Labeled shape records.

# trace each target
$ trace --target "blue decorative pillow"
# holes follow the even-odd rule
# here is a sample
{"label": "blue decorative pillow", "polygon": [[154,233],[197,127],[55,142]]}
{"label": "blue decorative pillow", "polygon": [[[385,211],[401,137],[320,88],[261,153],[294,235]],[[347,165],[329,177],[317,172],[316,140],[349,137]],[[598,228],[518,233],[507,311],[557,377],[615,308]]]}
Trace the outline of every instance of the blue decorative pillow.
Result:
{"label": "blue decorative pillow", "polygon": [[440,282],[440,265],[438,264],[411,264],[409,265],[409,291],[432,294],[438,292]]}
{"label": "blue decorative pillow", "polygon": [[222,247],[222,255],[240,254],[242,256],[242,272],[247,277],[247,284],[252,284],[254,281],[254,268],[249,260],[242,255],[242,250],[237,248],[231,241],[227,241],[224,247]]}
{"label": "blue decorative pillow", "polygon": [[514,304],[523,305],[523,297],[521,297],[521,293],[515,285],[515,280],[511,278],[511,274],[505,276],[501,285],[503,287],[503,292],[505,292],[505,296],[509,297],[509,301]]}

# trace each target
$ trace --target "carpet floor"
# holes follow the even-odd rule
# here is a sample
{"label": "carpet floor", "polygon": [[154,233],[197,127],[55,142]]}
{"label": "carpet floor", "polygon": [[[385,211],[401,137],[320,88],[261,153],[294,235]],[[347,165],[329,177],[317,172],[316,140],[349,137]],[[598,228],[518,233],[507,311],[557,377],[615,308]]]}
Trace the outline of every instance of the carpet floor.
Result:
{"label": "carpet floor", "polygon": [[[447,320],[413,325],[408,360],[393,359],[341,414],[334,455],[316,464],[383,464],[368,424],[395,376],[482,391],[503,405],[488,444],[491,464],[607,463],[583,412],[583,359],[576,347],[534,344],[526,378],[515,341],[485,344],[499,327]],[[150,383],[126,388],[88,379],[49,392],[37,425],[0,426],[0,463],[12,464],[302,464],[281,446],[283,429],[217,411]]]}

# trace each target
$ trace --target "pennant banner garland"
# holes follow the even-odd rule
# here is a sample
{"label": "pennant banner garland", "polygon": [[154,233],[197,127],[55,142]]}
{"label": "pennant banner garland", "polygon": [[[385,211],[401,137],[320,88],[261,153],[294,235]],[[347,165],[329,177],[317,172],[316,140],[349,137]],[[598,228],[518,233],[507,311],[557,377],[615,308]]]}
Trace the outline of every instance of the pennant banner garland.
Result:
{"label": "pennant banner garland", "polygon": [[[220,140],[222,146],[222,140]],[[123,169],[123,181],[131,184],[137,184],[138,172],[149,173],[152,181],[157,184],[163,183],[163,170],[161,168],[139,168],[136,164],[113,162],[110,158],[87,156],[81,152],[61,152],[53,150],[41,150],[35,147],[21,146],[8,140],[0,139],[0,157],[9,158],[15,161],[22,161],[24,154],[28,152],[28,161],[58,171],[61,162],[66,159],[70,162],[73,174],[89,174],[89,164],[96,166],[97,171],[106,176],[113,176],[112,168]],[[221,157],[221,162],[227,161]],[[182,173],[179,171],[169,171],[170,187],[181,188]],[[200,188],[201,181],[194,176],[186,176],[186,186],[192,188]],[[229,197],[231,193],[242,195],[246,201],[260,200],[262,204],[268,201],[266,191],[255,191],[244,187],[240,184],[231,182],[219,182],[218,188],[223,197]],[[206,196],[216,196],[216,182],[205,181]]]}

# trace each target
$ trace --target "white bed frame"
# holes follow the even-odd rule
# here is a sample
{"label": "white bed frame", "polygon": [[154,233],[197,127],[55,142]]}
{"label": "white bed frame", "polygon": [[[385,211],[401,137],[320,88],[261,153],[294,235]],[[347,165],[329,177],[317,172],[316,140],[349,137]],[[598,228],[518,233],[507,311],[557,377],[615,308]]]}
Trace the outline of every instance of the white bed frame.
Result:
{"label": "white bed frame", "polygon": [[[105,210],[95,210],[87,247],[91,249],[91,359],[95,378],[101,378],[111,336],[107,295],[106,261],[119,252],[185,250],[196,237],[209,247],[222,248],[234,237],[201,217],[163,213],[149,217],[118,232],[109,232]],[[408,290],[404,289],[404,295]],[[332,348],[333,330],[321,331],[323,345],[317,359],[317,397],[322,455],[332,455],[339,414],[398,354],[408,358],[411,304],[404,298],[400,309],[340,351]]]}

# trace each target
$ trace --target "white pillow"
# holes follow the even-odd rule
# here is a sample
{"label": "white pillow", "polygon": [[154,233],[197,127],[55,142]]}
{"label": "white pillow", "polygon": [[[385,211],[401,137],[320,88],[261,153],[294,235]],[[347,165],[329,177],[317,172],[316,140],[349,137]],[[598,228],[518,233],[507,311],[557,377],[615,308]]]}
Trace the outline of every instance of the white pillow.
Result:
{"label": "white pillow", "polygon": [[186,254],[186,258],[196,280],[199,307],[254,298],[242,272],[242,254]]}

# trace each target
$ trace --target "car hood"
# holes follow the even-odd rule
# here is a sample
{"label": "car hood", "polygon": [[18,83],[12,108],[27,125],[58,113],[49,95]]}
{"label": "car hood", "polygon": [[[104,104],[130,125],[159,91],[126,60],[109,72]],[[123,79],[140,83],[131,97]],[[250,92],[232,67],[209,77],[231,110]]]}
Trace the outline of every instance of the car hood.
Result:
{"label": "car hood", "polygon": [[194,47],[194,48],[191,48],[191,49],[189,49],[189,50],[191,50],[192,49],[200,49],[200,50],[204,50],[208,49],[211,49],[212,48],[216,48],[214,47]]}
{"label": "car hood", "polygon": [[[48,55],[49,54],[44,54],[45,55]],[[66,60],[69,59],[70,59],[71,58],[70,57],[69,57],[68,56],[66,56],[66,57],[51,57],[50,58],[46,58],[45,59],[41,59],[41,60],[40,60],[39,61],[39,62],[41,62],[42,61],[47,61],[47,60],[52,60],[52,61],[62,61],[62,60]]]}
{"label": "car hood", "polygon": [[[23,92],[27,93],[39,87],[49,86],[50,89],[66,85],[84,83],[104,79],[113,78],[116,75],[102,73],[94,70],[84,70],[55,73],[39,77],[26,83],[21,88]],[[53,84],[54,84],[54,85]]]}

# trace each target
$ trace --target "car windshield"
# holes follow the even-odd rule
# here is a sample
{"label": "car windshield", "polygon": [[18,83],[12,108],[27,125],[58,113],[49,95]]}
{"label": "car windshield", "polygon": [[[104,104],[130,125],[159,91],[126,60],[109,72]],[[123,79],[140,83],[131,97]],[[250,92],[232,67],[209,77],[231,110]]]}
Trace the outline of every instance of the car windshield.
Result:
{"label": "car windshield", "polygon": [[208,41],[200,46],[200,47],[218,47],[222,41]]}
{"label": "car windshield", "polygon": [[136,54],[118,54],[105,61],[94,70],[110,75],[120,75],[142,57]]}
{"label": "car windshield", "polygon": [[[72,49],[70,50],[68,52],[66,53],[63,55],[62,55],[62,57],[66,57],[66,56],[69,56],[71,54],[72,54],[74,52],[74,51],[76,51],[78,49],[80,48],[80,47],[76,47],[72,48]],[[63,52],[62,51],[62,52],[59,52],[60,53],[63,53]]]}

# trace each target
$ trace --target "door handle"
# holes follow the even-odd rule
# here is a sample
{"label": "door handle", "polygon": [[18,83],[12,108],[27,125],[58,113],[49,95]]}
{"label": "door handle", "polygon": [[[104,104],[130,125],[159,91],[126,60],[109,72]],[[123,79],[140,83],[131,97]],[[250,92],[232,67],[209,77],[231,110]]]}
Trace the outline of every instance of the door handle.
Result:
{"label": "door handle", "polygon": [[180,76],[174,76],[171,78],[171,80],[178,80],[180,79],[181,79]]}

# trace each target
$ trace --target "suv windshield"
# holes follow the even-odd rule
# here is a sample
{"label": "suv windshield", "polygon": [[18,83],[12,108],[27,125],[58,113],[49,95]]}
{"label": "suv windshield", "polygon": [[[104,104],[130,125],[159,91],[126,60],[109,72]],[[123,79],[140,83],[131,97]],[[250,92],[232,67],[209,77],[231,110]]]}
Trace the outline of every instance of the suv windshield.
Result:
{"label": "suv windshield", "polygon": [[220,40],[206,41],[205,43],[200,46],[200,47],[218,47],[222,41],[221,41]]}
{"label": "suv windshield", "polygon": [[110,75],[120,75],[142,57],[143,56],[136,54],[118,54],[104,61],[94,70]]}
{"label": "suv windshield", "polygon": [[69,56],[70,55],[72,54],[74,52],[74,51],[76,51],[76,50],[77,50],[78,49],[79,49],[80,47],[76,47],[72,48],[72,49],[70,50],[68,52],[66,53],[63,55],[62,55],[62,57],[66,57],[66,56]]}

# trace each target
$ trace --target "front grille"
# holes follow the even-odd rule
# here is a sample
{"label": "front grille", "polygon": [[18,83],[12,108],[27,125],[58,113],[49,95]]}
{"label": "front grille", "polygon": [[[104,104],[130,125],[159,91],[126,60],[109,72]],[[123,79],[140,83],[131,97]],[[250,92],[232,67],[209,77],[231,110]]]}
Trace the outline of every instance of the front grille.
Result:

Set exercise.
Report every line of the material above that contains the string "door", paying attention to case.

Written solution.
$ trace --target "door handle"
{"label": "door handle", "polygon": [[18,83],[12,108],[27,125],[58,113],[49,95]]}
{"label": "door handle", "polygon": [[[104,104],[130,125],[159,91],[126,60],[109,72]],[[123,79],[140,83],[131,97]],[[250,92],[232,67],[209,77],[231,110]]]}
Trace the outline of every instance of the door handle.
{"label": "door handle", "polygon": [[180,76],[174,76],[171,78],[171,80],[178,80],[180,79],[181,79]]}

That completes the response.